— REQUEST —
Present every line of the material below as a numbered list, omitting any blank lines.
● ● ●
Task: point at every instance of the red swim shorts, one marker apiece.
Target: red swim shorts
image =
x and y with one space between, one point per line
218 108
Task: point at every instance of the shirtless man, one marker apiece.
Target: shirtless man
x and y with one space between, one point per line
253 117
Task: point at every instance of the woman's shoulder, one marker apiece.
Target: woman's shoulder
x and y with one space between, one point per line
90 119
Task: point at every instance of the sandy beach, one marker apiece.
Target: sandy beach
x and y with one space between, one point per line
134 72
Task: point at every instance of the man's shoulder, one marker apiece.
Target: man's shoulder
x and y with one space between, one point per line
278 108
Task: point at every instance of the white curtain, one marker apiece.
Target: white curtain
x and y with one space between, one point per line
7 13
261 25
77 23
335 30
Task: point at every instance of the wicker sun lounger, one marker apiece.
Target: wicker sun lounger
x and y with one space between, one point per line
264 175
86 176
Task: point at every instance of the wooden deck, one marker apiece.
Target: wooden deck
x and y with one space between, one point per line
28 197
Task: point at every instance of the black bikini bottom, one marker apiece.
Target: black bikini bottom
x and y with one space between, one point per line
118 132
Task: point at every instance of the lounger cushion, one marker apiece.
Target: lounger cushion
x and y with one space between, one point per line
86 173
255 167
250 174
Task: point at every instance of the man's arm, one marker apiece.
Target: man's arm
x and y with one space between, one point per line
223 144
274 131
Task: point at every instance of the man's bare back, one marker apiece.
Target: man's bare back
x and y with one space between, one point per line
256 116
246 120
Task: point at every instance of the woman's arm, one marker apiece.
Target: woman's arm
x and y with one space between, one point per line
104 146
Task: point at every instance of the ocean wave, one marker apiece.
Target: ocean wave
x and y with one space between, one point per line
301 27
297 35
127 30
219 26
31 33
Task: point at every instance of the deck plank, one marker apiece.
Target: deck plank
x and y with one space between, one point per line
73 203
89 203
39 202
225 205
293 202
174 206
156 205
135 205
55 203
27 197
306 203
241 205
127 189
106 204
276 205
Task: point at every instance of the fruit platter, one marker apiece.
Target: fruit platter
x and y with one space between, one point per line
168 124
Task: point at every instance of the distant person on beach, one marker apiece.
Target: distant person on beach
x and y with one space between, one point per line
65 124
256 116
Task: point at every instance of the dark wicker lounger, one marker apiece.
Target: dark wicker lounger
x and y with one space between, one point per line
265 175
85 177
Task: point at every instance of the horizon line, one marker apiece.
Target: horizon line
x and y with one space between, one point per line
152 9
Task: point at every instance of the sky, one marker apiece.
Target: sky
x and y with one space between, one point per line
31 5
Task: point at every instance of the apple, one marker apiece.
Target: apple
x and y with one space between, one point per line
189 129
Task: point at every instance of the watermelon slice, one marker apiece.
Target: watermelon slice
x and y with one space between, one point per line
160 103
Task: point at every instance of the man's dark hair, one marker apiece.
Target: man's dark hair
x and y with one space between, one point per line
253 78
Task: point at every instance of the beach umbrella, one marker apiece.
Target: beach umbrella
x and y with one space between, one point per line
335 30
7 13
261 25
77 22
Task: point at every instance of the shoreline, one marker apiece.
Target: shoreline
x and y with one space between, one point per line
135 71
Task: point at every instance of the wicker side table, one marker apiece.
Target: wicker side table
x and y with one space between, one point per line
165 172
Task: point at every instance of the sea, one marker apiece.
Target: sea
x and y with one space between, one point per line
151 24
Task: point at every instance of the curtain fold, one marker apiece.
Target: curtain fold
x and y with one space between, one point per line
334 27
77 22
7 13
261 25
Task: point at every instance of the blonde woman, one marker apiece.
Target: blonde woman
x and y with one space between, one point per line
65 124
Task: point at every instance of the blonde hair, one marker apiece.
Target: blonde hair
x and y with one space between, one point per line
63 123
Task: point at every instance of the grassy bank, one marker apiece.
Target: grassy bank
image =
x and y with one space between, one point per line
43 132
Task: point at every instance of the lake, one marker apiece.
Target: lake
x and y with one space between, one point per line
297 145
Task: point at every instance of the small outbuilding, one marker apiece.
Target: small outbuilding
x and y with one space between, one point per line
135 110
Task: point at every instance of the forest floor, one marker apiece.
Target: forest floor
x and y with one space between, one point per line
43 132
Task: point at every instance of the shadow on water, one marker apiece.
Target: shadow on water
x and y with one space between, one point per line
● ● ●
— SOLUTION BELOW —
1. Task: point at every instance of the red swim shorts, one marker apiece.
2. Target: red swim shorts
3. image =
4. x and y with one space between, one point per line
5. 218 108
6. Task: point at every instance of the shirtless man, one marker apiece.
7. Target: shirtless man
8. x and y with one space between, one point per line
9. 253 117
10. Task: point at every instance of the woman's shoulder, one marker apiece.
11. Target: woman's shoulder
12. x and y with one space between, one point per line
13. 90 119
14. Task: point at every instance of the sandy beach, one marker apiece.
15. Target: sandy beach
16. x and y with one space between, one point per line
17. 134 72
18. Task: point at every instance of the man's shoulder, one marker apiece.
19. Target: man's shoulder
20. x and y with one space between, one point per line
21. 278 108
22. Task: point at every instance of the white curtain, one marker apiece.
23. Target: white curtain
24. x and y with one space between, one point per line
25. 7 13
26. 261 25
27. 77 23
28. 335 30
29. Task: point at every instance of the wicker sun lounger, one marker apiece.
30. Target: wicker sun lounger
31. x and y with one space between, one point per line
32. 264 175
33. 86 176
34. Task: point at every instance of the wooden deck, one marker apiece.
35. Target: wooden deck
36. x and y with one space between, one point per line
37. 28 197
38. Task: point at every instance of the black bikini bottom, one marker apiece.
39. Target: black bikini bottom
40. x and y with one space between, one point per line
41. 118 132
42. Task: point at every instance of the lounger cushion, one marker apiece.
43. Target: lounger cushion
44. x and y with one space between, one point per line
45. 86 173
46. 255 167
47. 250 174
48. Task: point at every instance of the man's arm, one marker apiece.
49. Target: man's arm
50. x and y with one space between, one point per line
51. 223 144
52. 274 131
53. Task: point at every instance of the man's bare back, one marker apiece.
54. Target: man's bare back
55. x and y with one space between, one point per line
56. 256 116
57. 246 120
58. Task: point at every instance of the woman's arm, one marker apiece.
59. Target: woman's arm
60. x and y with one space between, one point per line
61. 104 146
62. Task: point at every instance of the ocean wave, one marker apiece.
63. Target: ocean wave
64. x and y with one space between, one point per line
65. 301 27
66. 297 35
67. 127 30
68. 219 26
69. 31 33
70. Task: point at every instance of the deck plank, one marker apiece.
71. Target: deck plank
72. x and y with one space between, one point per line
73. 73 203
74. 89 203
75. 39 202
76. 225 205
77. 293 202
78. 174 206
79. 156 205
80. 135 205
81. 55 203
82. 27 197
83. 306 203
84. 241 205
85. 127 189
86. 106 204
87. 276 205
88. Task: point at every instance of the fruit platter, one marker apiece.
89. Target: fruit platter
90. x and y with one space between, one point per line
91. 168 124
92. Task: point at every instance of the distant person on beach, one marker apiece.
93. Target: distant person on beach
94. x and y with one space between, one point per line
95. 65 124
96. 256 116
97. Task: point at every instance of the dark wicker lounger, one marker apiece.
98. Target: dark wicker lounger
99. x and y with one space between, one point per line
100. 265 175
101. 85 177
102. Task: point at every instance of the horizon line, one marker apiece.
103. Target: horizon line
104. x and y with one space between, one point per line
105. 152 9
106. Task: point at every instance of the sky, one marker apiece.
107. Target: sky
108. x and y with one space between, one point per line
109. 31 5
110. Task: point at every instance of the apple, one marker apiece.
111. Target: apple
112. x and y with one space between, one point per line
113. 189 129
114. Task: point at every instance of the watermelon slice, one marker apiece.
115. Target: watermelon slice
116. x and y with one space between, one point per line
117. 160 103
118. Task: point at every instance of the man's dark hair, one marker apiece.
119. Target: man's dark hair
120. x and y with one space between, one point per line
121. 253 78
122. Task: point at every instance of the beach umbrella, one marker apiece.
123. Target: beach umbrella
124. x and y with one space between, one point per line
125. 335 30
126. 7 13
127. 261 25
128. 77 22
129. Task: point at every instance of the shoreline, one marker apiece.
130. Target: shoreline
131. x and y with one space between, one point per line
132. 135 71
133. Task: point at every instance of the wicker side table, one marker apiece.
134. Target: wicker side table
135. x and y with one space between, one point per line
136. 165 172
137. Task: point at every instance of the sea, one marker apiece.
138. Target: sea
139. x and y with one space between, one point per line
140. 151 24
141. Task: point at every instance of the curtain fold, one marker apiece.
142. Target: curtain fold
143. x and y with one space between, one point per line
144. 334 27
145. 77 22
146. 7 13
147. 261 25
148. Task: point at every instance of the blonde woman, one marker apiece.
149. Target: blonde woman
150. x and y with one space between, one point per line
151. 65 124
152. Task: point at every instance of the blonde hair, one marker apiece.
153. Target: blonde hair
154. x and y with one space between, one point per line
155. 63 123
156. Task: point at every instance of the grassy bank, one marker apiece.
157. Target: grassy bank
158. image =
159. x and y with one space between, one point per line
160. 43 132
161. Task: point at every instance of the lake, one marker apiece.
162. Target: lake
163. x and y with one space between, one point per line
164. 297 145
165. Task: point at every instance of the small outbuilding, one marker apiece.
166. Target: small outbuilding
167. x and y with one space between, one point per line
168. 135 110
169. Task: point at every instance of the forest floor, one marker apiece.
170. Target: forest floor
171. x and y with one space between, one point per line
172. 43 132
173. Task: point at every instance of the shadow on water, one marker apiece.
174. Target: shadow on water
175. x and y with one space between, one point per line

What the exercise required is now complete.